--- Begin DATASET ROWS ---
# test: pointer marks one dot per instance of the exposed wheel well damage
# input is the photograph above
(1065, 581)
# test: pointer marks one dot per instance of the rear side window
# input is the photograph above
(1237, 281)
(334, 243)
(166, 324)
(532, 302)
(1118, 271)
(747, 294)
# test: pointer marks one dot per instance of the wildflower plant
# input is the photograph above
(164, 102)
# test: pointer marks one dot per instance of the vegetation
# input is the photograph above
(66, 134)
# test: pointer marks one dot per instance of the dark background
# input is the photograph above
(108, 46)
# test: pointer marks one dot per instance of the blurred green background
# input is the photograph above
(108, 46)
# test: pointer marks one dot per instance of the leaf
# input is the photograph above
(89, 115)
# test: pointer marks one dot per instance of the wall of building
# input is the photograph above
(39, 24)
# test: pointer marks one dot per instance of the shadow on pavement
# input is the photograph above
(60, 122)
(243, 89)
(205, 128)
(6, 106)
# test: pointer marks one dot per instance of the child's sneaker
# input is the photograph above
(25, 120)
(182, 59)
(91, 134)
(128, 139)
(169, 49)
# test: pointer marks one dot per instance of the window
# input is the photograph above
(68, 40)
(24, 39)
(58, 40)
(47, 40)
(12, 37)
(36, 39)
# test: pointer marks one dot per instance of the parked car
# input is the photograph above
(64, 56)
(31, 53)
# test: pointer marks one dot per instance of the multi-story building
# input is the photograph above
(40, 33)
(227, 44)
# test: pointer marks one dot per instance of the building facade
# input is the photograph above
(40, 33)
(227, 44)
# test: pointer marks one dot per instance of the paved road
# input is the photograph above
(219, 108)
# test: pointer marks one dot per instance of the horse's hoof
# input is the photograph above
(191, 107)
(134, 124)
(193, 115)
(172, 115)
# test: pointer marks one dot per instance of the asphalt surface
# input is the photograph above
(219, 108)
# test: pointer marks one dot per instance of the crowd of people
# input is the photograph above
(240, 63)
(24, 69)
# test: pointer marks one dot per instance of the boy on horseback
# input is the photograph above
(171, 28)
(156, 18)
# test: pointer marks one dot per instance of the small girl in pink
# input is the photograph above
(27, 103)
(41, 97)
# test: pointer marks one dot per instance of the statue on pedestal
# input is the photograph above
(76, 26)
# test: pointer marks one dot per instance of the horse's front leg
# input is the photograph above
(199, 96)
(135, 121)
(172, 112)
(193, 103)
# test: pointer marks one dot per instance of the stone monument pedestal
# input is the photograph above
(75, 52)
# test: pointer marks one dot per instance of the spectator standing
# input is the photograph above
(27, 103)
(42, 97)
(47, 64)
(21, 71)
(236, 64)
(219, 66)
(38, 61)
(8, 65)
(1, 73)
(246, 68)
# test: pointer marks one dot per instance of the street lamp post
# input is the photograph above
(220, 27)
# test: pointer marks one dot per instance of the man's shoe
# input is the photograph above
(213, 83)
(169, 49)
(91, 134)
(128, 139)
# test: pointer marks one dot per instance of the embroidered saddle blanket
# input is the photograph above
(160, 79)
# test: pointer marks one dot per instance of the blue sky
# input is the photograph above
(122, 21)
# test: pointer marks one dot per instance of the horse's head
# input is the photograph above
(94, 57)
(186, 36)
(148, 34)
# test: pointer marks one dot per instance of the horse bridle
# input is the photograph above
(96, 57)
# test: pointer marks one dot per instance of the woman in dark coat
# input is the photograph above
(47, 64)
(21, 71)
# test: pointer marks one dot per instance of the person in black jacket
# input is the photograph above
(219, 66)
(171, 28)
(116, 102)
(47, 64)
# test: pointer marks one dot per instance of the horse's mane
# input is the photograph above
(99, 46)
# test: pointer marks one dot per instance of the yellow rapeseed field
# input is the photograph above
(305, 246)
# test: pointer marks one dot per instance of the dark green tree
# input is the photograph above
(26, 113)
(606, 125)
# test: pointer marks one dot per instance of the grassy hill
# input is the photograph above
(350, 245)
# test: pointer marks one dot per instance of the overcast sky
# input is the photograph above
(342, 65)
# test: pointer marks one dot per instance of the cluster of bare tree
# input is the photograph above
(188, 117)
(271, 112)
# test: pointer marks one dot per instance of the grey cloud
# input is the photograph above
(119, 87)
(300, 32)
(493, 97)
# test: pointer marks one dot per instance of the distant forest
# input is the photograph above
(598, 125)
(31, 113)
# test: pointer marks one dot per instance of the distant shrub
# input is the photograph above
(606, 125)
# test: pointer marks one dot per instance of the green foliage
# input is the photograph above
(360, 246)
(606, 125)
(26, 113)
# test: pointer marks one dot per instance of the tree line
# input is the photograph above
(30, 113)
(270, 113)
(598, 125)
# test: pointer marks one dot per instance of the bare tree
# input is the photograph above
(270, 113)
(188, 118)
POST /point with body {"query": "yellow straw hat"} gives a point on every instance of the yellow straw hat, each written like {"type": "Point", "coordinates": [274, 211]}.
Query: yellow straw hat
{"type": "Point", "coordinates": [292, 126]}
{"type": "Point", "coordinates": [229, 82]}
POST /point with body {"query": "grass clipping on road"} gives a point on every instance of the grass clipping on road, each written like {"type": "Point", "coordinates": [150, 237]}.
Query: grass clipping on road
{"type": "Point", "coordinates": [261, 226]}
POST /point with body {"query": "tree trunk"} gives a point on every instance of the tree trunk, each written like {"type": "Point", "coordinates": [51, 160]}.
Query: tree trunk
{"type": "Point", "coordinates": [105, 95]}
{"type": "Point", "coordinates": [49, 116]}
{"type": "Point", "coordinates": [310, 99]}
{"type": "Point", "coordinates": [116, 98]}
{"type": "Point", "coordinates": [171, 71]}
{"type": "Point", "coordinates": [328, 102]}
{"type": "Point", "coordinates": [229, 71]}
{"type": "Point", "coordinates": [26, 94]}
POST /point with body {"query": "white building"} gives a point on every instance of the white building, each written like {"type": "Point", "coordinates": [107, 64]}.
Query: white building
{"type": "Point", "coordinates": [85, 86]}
--- End DATASET ROWS ---
Copy out all of the lines above exactly.

# test: pointer marks one dot per instance of the exposed wheel well damage
# input is the photograph above
(1065, 581)
# test: pointer marks one dot per instance of the rear side window
# input is the photograph above
(1237, 281)
(334, 243)
(166, 324)
(532, 302)
(1118, 271)
(747, 294)
# test: pointer marks one dot per instance of the wildflower plant
# input is the photograph above
(164, 102)
# test: pointer marks one dot per instance of the vegetation
# input is the photograph above
(66, 134)
# test: pointer marks one dot per instance of the dark background
# input is the photograph above
(108, 46)
# test: pointer marks one dot per instance of the blurred green background
# input is the photograph above
(108, 46)
# test: pointer marks one dot per instance of the leaf
# input is the photograph above
(89, 115)
# test: pointer marks one dot per instance of the wall of building
# input is the photograph above
(39, 24)
# test: pointer marks one dot per instance of the shadow on pavement
# input is the photograph above
(60, 122)
(243, 89)
(205, 128)
(6, 106)
# test: pointer marks one dot per instance of the child's sneaker
# input is the photograph above
(25, 120)
(182, 59)
(91, 134)
(128, 139)
(169, 49)
# test: pointer marks one dot per instance of the window
# input is the photograph above
(68, 40)
(24, 39)
(58, 40)
(47, 40)
(12, 37)
(36, 39)
# test: pointer marks one dot per instance of the parked car
# input is the photograph above
(64, 56)
(31, 53)
# test: pointer marks one dot per instance of the multi-story building
# input is the photograph above
(40, 33)
(227, 44)
# test: pointer marks one dot per instance of the building facade
# input is the photograph above
(40, 33)
(227, 44)
# test: pointer marks one dot per instance of the paved road
# input is the photograph above
(219, 108)
# test: pointer marks one dot per instance of the horse's hoof
# input is the photograph above
(191, 107)
(134, 124)
(193, 115)
(172, 115)
# test: pointer marks one dot per instance of the asphalt surface
# input is the photograph above
(219, 108)
# test: pointer marks one dot per instance of the crowd of people
# input is the photograph above
(240, 63)
(24, 69)
# test: pointer marks one dot per instance of the boy on horseback
# input is the photograph above
(171, 28)
(156, 18)
# test: pointer marks one dot per instance of the small girl in pink
# input is the photograph above
(27, 103)
(41, 97)
# test: pointer marks one dot per instance of the statue on pedestal
# input is the photograph above
(76, 26)
# test: pointer marks one dot per instance of the horse's front leg
# input is the photograph above
(199, 96)
(135, 121)
(172, 112)
(193, 103)
# test: pointer marks one dot per instance of the stone monument pedestal
# input is the photograph above
(75, 52)
# test: pointer marks one dot per instance of the spectator standing
# input is the photograph above
(27, 103)
(42, 97)
(47, 64)
(21, 71)
(236, 64)
(219, 66)
(38, 61)
(8, 65)
(1, 73)
(246, 68)
# test: pointer marks one dot per instance of the street lamp post
# input is the photograph above
(220, 27)
# test: pointer marks one dot per instance of the man's shoe
# input is the photograph above
(213, 83)
(169, 49)
(91, 134)
(128, 139)
# test: pointer marks one dot per instance of the embroidered saddle blanket
# input is the photograph above
(160, 79)
# test: pointer marks one dot per instance of the blue sky
# input is the photograph above
(122, 21)
# test: pointer marks one dot per instance of the horse's head
# input is the photograph above
(94, 57)
(186, 36)
(148, 34)
# test: pointer marks one dot per instance of the horse bridle
# input is the photograph above
(96, 57)
# test: pointer marks one dot per instance of the woman in dark coat
# input is the photograph above
(47, 64)
(21, 71)
# test: pointer marks one dot per instance of the person in black jacket
# input is the photograph above
(219, 66)
(171, 28)
(116, 102)
(47, 64)
# test: pointer marks one dot per instance of the horse's mane
# input is the photograph above
(99, 46)
# test: pointer marks one dot per instance of the yellow rapeseed field
# input is the photograph above
(305, 246)
# test: pointer marks one dot per instance of the dark green tree
# input is the photograph above
(26, 113)
(606, 125)
# test: pointer marks one dot per instance of the grassy hill
# input is the photograph above
(350, 245)
# test: pointer marks one dot per instance of the overcast sky
# input is the photograph above
(342, 65)
# test: pointer marks one dot per instance of the cluster of bare tree
# input is the photograph above
(188, 117)
(271, 112)
# test: pointer marks one dot per instance of the grey cloud
# input is the photograph above
(119, 87)
(300, 32)
(493, 97)
# test: pointer marks one dot per instance of the distant forest
# input is the photograph above
(598, 125)
(31, 113)
# test: pointer marks one dot per instance of the distant shrub
# input is the photograph above
(606, 125)
# test: pointer marks one dot per instance of the green foliage
# input is the photograph above
(360, 246)
(606, 125)
(26, 113)
# test: pointer marks one dot per instance of the tree line
# input is the photograph above
(30, 113)
(270, 113)
(598, 125)
# test: pointer marks one dot per instance of the bare tree
# input is the photograph above
(270, 113)
(188, 118)
POST /point with body {"query": "yellow straw hat"} gives a point on every instance of the yellow straw hat, each written like {"type": "Point", "coordinates": [274, 211]}.
Query: yellow straw hat
{"type": "Point", "coordinates": [292, 126]}
{"type": "Point", "coordinates": [229, 82]}
POST /point with body {"query": "grass clipping on road"} gives a point on every instance of the grass clipping on road, each written like {"type": "Point", "coordinates": [150, 237]}.
Query: grass clipping on road
{"type": "Point", "coordinates": [261, 226]}
POST /point with body {"query": "tree trunk"} gives a point on every instance of the tree trunk, each written like {"type": "Point", "coordinates": [51, 160]}.
Query: tree trunk
{"type": "Point", "coordinates": [105, 95]}
{"type": "Point", "coordinates": [49, 116]}
{"type": "Point", "coordinates": [310, 99]}
{"type": "Point", "coordinates": [116, 98]}
{"type": "Point", "coordinates": [171, 71]}
{"type": "Point", "coordinates": [328, 102]}
{"type": "Point", "coordinates": [229, 71]}
{"type": "Point", "coordinates": [26, 94]}
POST /point with body {"query": "white building"} gives a point on every instance of the white building, each written like {"type": "Point", "coordinates": [107, 64]}.
Query: white building
{"type": "Point", "coordinates": [85, 86]}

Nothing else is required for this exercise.